Goal
Reproduce every line of the listing below verbatim.

(Records from a point labeling set)
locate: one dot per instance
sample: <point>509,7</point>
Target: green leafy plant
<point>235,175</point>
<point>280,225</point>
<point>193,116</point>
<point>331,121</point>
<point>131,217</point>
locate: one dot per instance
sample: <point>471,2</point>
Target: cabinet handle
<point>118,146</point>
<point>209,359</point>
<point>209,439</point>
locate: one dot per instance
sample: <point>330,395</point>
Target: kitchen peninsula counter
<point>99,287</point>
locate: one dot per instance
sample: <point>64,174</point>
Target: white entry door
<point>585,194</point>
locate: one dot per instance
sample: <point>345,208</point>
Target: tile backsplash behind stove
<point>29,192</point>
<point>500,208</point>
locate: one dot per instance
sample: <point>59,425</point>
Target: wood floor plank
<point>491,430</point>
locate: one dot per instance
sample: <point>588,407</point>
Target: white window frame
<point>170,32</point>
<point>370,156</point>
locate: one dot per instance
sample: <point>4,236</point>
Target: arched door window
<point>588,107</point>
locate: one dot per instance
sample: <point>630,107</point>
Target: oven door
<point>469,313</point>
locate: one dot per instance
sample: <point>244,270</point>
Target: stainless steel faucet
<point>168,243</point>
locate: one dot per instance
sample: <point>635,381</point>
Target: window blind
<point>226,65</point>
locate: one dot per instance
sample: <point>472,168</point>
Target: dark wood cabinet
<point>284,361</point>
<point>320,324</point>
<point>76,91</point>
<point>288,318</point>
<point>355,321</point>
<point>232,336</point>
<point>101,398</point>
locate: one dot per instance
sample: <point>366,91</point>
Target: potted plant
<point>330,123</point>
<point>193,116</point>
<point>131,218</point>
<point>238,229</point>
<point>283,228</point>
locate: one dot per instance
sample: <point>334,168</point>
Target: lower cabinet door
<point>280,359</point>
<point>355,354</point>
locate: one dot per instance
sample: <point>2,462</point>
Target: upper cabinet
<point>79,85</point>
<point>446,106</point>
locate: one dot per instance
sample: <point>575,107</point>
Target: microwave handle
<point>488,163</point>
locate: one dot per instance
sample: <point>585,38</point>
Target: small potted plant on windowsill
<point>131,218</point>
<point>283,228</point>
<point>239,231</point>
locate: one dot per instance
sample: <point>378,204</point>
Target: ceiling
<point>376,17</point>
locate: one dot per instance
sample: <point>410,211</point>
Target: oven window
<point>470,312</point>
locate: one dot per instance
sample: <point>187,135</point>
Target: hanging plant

Reply to the task
locate: one dot per instance
sample: <point>509,7</point>
Target: green leafy plant
<point>235,175</point>
<point>280,225</point>
<point>193,116</point>
<point>331,121</point>
<point>131,217</point>
locate: one dot per instance
sample: <point>471,2</point>
Target: cabinet handle
<point>118,146</point>
<point>209,359</point>
<point>209,439</point>
locate: one dot per instance
sample: <point>330,395</point>
Target: kitchen peninsula counter
<point>99,287</point>
locate: one dot per instance
sample: <point>64,174</point>
Target: white entry door
<point>585,194</point>
locate: one dot per instance
sample: <point>345,208</point>
Target: tile backsplash behind stove
<point>29,192</point>
<point>500,208</point>
locate: one dot per instance
sample: <point>59,425</point>
Target: wood floor plank
<point>491,430</point>
locate: one dot per instance
sample: <point>588,407</point>
Target: white window frame
<point>170,32</point>
<point>370,156</point>
locate: one dot per instance
sample: <point>4,236</point>
Target: arched door window
<point>588,107</point>
locate: one dot per instance
sample: <point>630,107</point>
Target: oven door
<point>469,313</point>
locate: one dot per instance
sample: <point>244,270</point>
Target: stainless steel faucet
<point>168,243</point>
locate: one dot per instance
sample: <point>635,381</point>
Target: window blind
<point>226,65</point>
locate: one dot per instance
sample: <point>472,168</point>
Target: dark wood cabinet
<point>284,361</point>
<point>320,324</point>
<point>76,91</point>
<point>288,318</point>
<point>355,321</point>
<point>232,336</point>
<point>101,398</point>
locate: one dot per instance
sample: <point>366,91</point>
Target: potted plant
<point>330,123</point>
<point>193,116</point>
<point>131,218</point>
<point>238,229</point>
<point>283,228</point>
locate: one dot per instance
sample: <point>334,168</point>
Target: lower cabinet door
<point>280,359</point>
<point>355,354</point>
locate: one dot per instance
sample: <point>2,462</point>
Target: upper cabinet
<point>79,85</point>
<point>446,106</point>
locate: one dot per instance
sample: <point>575,107</point>
Target: microwave handle
<point>488,163</point>
locate: one dot per instance
sample: <point>585,38</point>
Target: small potted plant on windowsill
<point>131,218</point>
<point>283,228</point>
<point>239,231</point>
locate: one dot per instance
sample: <point>378,204</point>
Target: ceiling
<point>376,17</point>
locate: one dot per instance
sample: <point>410,211</point>
Target: oven window
<point>470,312</point>
locate: one dot per instance
sample: <point>187,135</point>
Target: hanging plant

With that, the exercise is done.